» 原文节选:
┌────────
最短路径解决了求解一个图中两顶点之间最短的路径问题。其中Dijkstra算法应用贪心法求解单源点到其余各点的最短路径问题；而Floyd算法则解决了图中任意两点间的最短路径问题。

/*Dijkstra算法
时间复杂度O(n^2)
1.当前源点到任意点路径长度集合dist中的最短路径(v,vk)必为源点v到vk的最短路径，
因为源点v再经由其他点到vk必定比当前路径长度长
2.取min{(v,vi)当前长度,(v,vk)当前长度+(vk,vi)长度}为当前长度，反证法可知其贪心正确性
3.更新后将vk标记，下次不再查询
4.重复上述步骤直到每个点都查询一遍*/
struct vertex
{
	int v;
	string vex;
};
vertex Vertex[MAX];
int Groph[MAX][MAX];
void Dijkstra(int v, int n)
{
	vector<int> dist;//存储当前源点到任意点最短路长度
	vector<string> path;//存储当前源点到任意点最短路径
	vector<int> s;//存储源点与已经生成的终点的集合
	for (int i = 0; i < n; ++i)
	{
		dist.push_back(Groph[v][i]);
		if (dist[i] == INF)
			path.push_back(Vertex[v].vex + Vertex[i].vex);
		else
			path.push_back("");
	}
	s.push_back(v);
	dist[v] = 0;
	int num = 1;

	while (num < n)
	{
		int k = 0;
		for (int i = 0; i < n; ++i)
			if (dist[i] != 0 && dist[i] < dist[k])//找dist中的最小值k
				k = i;
		cout << dist[k] << " " << path[k] << endl;
		s.push_back(k);//加入集合s
		++num;
		for (int i = 0; i < n; ++i)
		{
			if (dist[i]>dist[k]+Groph[k][i])//若源点经由k到其他点路径长度比当前路径长度小则修改dist和path
			{
				dist[i] = dist[k] + Groph[k][i];
				path[i] = path[k] + Vertex[i].vex;
			}
		}
		dist[k] = 0;//标记为已完成终点

	}

}

/*Floyd算法
时间复杂度O(n^3)
*/
struct vertex
{
	int v;
	string vex;
};
vertex Vertex[MAX];
int Groph[MAX][MAX];
void Floyd(int n)
{
	int dist[MAX][MAX];//distk[i][j]=min{dist(k-1)[i][j], dist(k-1)[i][k]+dist(k-1)[k][j]},0<=k<=n-1
	string path[MAX][MAX];
	for (int i = 0; i < n; ++i)//初始化dist和path
		for (int j = 0; j < n; ++j)
		{
			dist[i][j] = Groph[i][j];
			if (dist[i][j] != INF)
				path[i][j] = Vertex[i].vex + Vertex[j].vex;
			else
				path[i][j] = "";
		}
	for (int k = 0; k < n; ++k)//进行n次迭代
		for (int i = 0; i < n; ++i)//顶点i,j之间是否经过k点
			for (int j = 0; j < n; ++j)
				if (dist[i][k] + dist[k][j] < dist[i][j])
				{
					dist[i][j] = dist[i][k] + dist[k][j];
					path[i][j] = path[i][k] + path[k][j];
				}

	for (int i = 0; i < n; ++i)
		for (int j = 0; j < n; ++j)
			cout << path[i][j] << dist[i][j] << endl;
}
└────────
» 所给资料:
┌────────
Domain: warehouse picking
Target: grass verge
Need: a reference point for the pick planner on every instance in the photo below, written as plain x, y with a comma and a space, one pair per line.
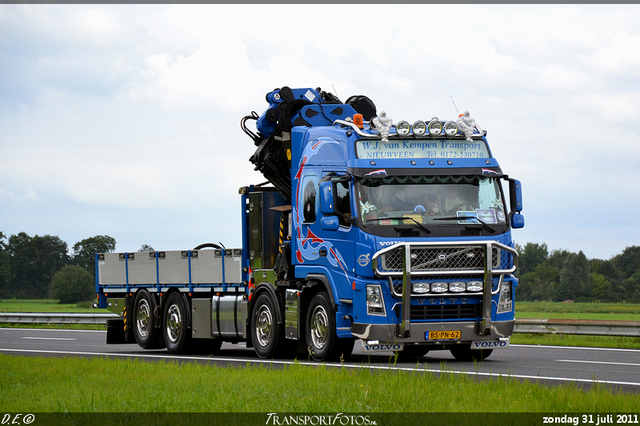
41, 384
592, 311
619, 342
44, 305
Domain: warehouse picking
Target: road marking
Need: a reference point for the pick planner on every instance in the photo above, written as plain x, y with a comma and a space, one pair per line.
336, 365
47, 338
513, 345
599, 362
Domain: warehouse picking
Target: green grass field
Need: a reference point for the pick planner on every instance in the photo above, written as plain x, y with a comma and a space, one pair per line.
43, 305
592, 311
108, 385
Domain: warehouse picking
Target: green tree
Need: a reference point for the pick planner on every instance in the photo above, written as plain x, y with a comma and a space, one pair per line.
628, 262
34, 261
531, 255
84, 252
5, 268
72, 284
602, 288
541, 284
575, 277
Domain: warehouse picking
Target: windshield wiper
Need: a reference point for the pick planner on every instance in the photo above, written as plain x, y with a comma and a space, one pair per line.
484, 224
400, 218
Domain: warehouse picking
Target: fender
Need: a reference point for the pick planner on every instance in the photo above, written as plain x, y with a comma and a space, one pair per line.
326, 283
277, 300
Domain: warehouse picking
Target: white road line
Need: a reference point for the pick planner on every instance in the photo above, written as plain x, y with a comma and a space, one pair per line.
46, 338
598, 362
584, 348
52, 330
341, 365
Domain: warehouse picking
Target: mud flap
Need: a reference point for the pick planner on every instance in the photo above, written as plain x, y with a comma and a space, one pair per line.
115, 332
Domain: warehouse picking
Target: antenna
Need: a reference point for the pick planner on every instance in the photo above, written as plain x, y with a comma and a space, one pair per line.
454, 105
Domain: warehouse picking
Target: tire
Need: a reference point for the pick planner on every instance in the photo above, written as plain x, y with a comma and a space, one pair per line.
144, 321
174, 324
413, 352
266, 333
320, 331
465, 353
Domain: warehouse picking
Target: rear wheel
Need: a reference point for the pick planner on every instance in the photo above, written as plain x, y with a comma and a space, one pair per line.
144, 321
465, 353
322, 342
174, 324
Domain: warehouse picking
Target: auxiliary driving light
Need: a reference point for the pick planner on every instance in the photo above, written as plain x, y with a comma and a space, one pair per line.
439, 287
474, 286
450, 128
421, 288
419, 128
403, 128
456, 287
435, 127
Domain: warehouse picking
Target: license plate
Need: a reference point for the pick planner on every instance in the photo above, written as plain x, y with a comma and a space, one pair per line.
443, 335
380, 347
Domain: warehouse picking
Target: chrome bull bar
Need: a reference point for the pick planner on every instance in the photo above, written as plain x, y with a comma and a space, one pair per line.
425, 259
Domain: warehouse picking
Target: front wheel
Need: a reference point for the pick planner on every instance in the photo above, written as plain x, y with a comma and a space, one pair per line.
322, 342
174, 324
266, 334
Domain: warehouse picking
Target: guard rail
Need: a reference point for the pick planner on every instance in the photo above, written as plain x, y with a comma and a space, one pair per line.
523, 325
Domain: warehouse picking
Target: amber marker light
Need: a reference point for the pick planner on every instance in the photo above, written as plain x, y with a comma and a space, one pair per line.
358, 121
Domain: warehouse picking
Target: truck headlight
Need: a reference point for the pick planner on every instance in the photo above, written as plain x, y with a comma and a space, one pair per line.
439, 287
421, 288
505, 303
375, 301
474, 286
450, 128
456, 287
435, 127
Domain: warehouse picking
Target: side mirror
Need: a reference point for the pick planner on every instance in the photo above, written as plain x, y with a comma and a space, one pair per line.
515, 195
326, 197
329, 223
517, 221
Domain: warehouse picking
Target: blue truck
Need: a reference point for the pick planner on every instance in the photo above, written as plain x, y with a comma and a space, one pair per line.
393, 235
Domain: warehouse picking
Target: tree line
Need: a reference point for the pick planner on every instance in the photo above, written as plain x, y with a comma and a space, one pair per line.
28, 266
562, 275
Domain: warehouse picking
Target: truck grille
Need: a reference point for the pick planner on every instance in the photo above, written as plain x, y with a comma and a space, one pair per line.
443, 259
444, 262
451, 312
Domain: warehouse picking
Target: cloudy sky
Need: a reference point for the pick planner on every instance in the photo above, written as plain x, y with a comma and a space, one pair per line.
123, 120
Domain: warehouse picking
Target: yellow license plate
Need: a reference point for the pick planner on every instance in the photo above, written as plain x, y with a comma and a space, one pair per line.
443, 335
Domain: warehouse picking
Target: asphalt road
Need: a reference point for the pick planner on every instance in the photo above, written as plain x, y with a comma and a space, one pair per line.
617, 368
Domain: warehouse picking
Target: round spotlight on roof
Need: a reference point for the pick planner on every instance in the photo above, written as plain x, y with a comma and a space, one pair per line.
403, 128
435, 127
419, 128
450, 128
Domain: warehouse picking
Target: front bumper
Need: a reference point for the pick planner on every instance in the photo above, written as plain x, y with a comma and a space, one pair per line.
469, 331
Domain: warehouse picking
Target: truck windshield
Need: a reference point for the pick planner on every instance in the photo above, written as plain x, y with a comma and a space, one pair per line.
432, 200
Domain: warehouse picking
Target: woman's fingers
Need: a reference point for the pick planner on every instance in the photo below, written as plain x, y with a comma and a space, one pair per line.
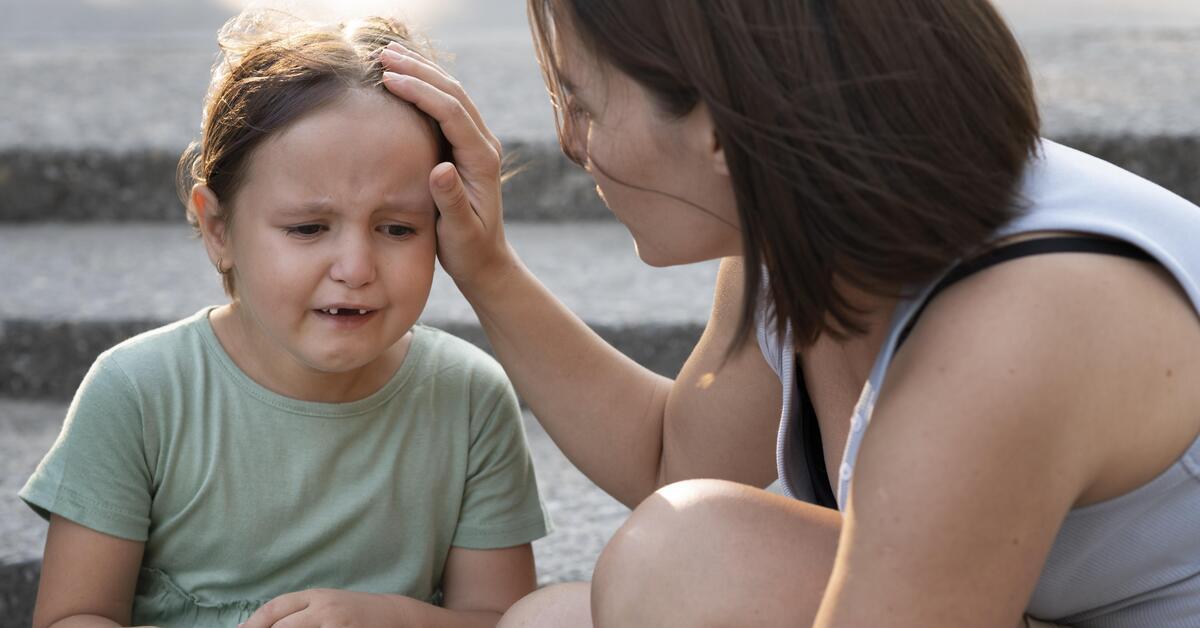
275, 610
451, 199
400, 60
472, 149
└────────
» 练习题目:
**1.** 从原文中摘出从“1.当前源点到任意点路径长度”到“Dijkstra(int v, int n)”的那一段，一字不改。
**2.** 原文说Dijkstra算法是用什么方法来求单源点到其余各点的最短路径的？
这些记录跟原文没有关系。

» 参考答案:
**1.**
1.当前源点到任意点路径长度集合dist中的最短路径(v,vk)必为源点v到vk的最短路径，
因为源点v再经由其他点到vk必定比当前路径长度长
2.取min{(v,vi)当前长度,(v,vk)当前长度+(vk,vi)长度}为当前长度，反证法可知其贪心正确性
3.更新后将vk标记，下次不再查询
4.重复上述步骤直到每个点都查询一遍*/
struct vertex
{
	int v;
	string vex;
};
vertex Vertex[MAX];
int Groph[MAX][MAX];
void Dijkstra(int v, int n)

**2.** 贪心法。